- **TASK SET**:
(a) Could you repeat the passage on institutionalizing a process program word for word, between "A final consideration" and "the company operates.", inclusive?
(b) Can you give the lines of the listing as a numbered list, from the line containing "Exercise. Find the lace" through the end of the listing, inclusive, leaving out blank lines?

A final consideration to think through for your process program is institutionalization. Institutionalization is a word you'll encounter a lot in the field of process improvement. The word implies a way of conduct that becomes firmly ingrained in the culture of the organization. Institutionalization is the hallmark of organizational commitment. It is the ultimate goal of any quality management program.
Naturally, institutionalization takes time. It is not an automatic process. And it can be a temptation, sometimes after a series of initial successes, to announce "mission accomplished." A quality program, however, needs the continued and ongoing focus of management. It should be seen as one of the foundations on which the company operates.
Institutionalization may be the hardest implementation step to accomplish, simply because it does take time and there's no checkered flag to let you know when you've gotten there. But once you've achieved this mark, your program will be integrated within the whole organization, able to function at peak efficiency.
It's your people who will accomplish the work of institutionalization. And in the next chapter, we'll look at some techniques and tips you can use to support your process program and to help it take hold in your organization. But the focus shouldn't veer too far from your people.
In fact, you might want to take a look at who you'll be turning the program over to once you have it designed, in place, and ready to use. More than likely, it will be one or more managers in the organization. The approach used to nurture the program once it's been deployed will have a large impact on how well and how soon the program becomes institutionalized.
Let's look at five general categories of the kinds of managers usually called on to institutionalize a process program.
3.10.1. The Blind Victor
This type of person represents the least effective way to institutionalize a process program. We've probably all seen examples of the Blind Victor through the course of our careers. These types are initiative-driven. They need a specific project with a specific shape to it in order to feel that they are being productive. They are called "blind" because they cannot see beyond the initiative. To them, the project is everything. They are tactical, go-do-it types. They are not as good at strategic thinking or long-term forecasting. And they are called "victors" because their myopia causes them to declare victory as soon as the final project deliverable materializes. Blind Victors often lack the ability to appreciate the depth of organizational change, are unable to appreciate the need to shore up an initiative with support, or simply lack the capability to appreciate the multifaceted aspects of change.

- **SUPPLIED RECORDS**:
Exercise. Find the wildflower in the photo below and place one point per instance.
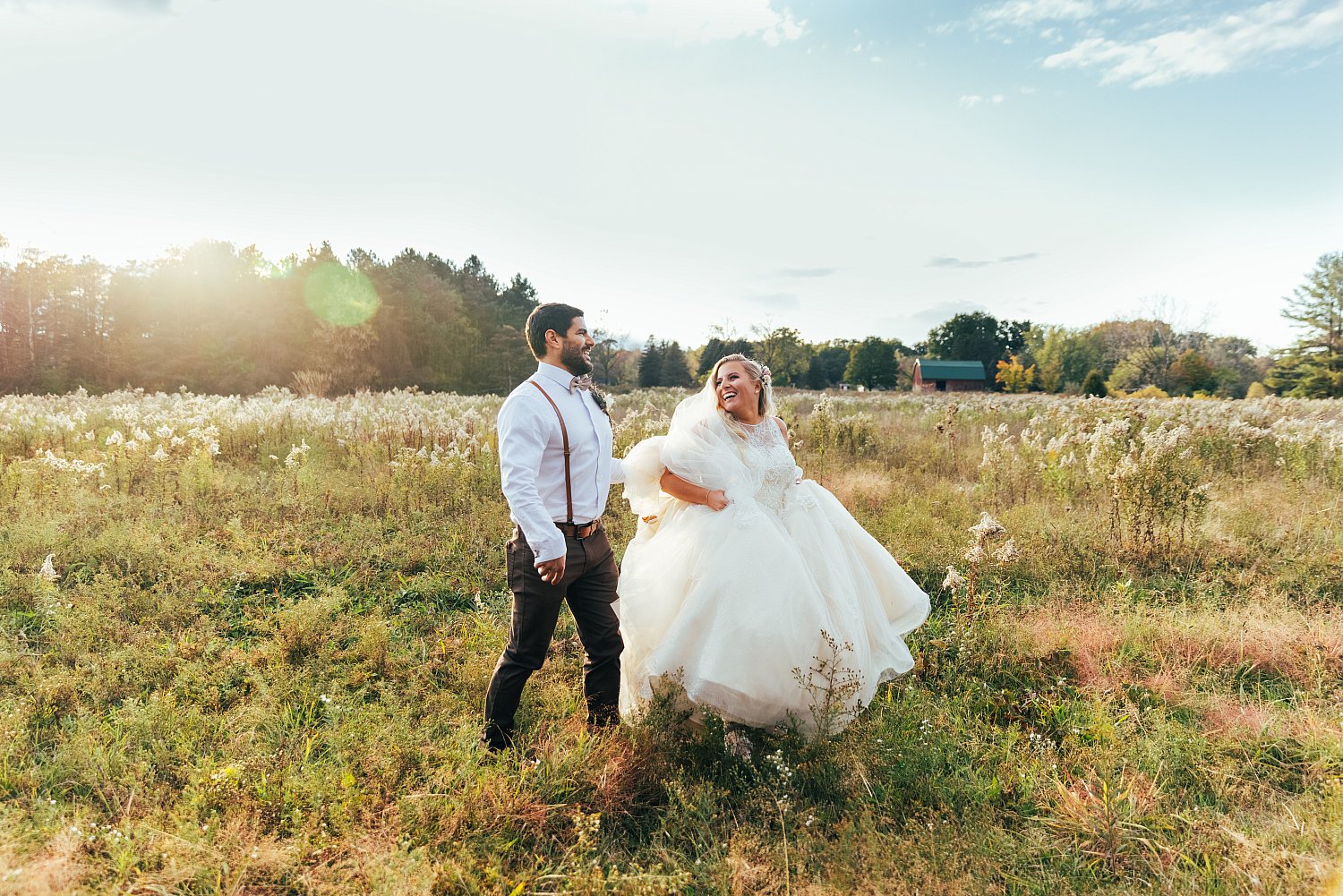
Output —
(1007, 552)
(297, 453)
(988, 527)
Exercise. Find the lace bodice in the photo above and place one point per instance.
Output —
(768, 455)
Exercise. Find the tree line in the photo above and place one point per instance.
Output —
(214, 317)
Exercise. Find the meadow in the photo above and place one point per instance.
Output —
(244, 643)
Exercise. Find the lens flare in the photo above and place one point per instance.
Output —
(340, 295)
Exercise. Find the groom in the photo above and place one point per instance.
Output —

- **ANSWERS**:
(a)
A final consideration to think through for your process program is institutionalization. Institutionalization is a word you'll encounter a lot in the field of process improvement. The word implies a way of conduct that becomes firmly ingrained in the culture of the organization. Institutionalization is the hallmark of organizational commitment. It is the ultimate goal of any quality management program.
Naturally, institutionalization takes time. It is not an automatic process. And it can be a temptation, sometimes after a series of initial successes, to announce "mission accomplished." A quality program, however, needs the continued and ongoing focus of management. It should be seen as one of the foundations on which the company operates.

(b)
1. Exercise. Find the lace bodice in the photo above and place one point per instance.
2. Output —
3. (768, 455)
4. Exercise. Find the tree line in the photo above and place one point per instance.
5. Output —
6. (214, 317)
7. Exercise. Find the meadow in the photo above and place one point per instance.
8. Output —
9. (244, 643)
10. Exercise. Find the lens flare in the photo above and place one point per instance.
11. Output —
12. (340, 295)
13. Exercise. Find the groom in the photo above and place one point per instance.
14. Output —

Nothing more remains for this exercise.